» Task instructions: Copy out the data that follows exactly, leaving out no line.

Region pointing data
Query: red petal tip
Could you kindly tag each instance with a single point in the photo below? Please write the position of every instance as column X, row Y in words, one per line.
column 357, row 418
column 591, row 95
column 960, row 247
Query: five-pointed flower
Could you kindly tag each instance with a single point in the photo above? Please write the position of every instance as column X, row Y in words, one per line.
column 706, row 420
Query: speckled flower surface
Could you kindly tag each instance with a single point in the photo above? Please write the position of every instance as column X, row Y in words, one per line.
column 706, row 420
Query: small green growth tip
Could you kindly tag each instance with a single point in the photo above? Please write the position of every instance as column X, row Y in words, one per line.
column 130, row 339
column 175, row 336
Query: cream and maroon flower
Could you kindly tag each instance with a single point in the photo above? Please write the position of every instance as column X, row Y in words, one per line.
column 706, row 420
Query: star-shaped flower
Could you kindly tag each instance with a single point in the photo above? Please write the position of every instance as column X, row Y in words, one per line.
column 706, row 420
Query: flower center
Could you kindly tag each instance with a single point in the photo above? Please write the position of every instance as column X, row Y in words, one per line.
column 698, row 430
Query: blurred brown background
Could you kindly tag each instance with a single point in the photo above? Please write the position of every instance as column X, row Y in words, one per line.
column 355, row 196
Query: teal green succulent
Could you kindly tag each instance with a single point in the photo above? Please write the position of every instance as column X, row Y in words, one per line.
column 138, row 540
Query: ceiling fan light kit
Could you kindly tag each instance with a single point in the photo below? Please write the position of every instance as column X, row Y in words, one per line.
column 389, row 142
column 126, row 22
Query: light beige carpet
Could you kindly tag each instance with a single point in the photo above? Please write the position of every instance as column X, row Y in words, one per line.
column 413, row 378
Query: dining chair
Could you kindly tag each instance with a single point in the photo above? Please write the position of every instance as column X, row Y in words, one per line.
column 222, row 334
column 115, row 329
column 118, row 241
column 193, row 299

» Task output:
Query: red petal tip
Could you kindly tag each instance with a single point in the photo below? Please write the position of every instance as column X, row Y in words, one per line.
column 357, row 418
column 591, row 95
column 960, row 247
Query: five-pointed flower
Could you kindly tag each instance with a single point in the photo above? Please write the position of every instance as column X, row Y in words, one per line.
column 706, row 420
Query: speckled flower surface
Could you kindly tag each instance with a single point in the photo above? Please write the position of every instance as column X, row Y in words, one per line.
column 706, row 420
Query: small green growth tip
Could you kindly tag each instance with a single point in the photo above? Please write the position of every instance as column X, row Y in words, one per line.
column 130, row 339
column 175, row 336
Query: cream and maroon flower
Could you kindly tag each instance with a single point in the photo above? Please write the position of every instance as column X, row Y in words, one per line.
column 706, row 420
Query: star-shaped flower
Could you kindly tag each instance with a single point in the photo above? Please write the position of every instance as column X, row Y in words, one per line.
column 706, row 420
Query: flower center
Could you kindly tag each instance with a single point in the photo above? Please write the position of every instance as column X, row Y in words, one per line.
column 698, row 430
Query: blurred brown background
Could you kindly tag each instance with a single point in the photo above? Please write the position of every instance as column X, row Y in words, one per line.
column 355, row 196
Query: teal green succulent
Could you kindly tag each instance with a single point in the photo above? Please write the position of every instance as column X, row Y in words, one per line.
column 138, row 540
Query: ceiling fan light kit
Could you kindly tag each instance with a single point in the photo below? Please write the position of every instance as column X, row Y in words, one per line.
column 389, row 142
column 126, row 22
Query: light beige carpet
Could you kindly tag each instance with a single point in the photo above? Please write the position of every instance as column X, row Y in words, one per line.
column 413, row 378
Query: dining chair
Could you kindly tag each instance with a single point in the photo above? Please write the position of every instance as column X, row Y in words, one per line.
column 222, row 334
column 115, row 329
column 118, row 241
column 193, row 299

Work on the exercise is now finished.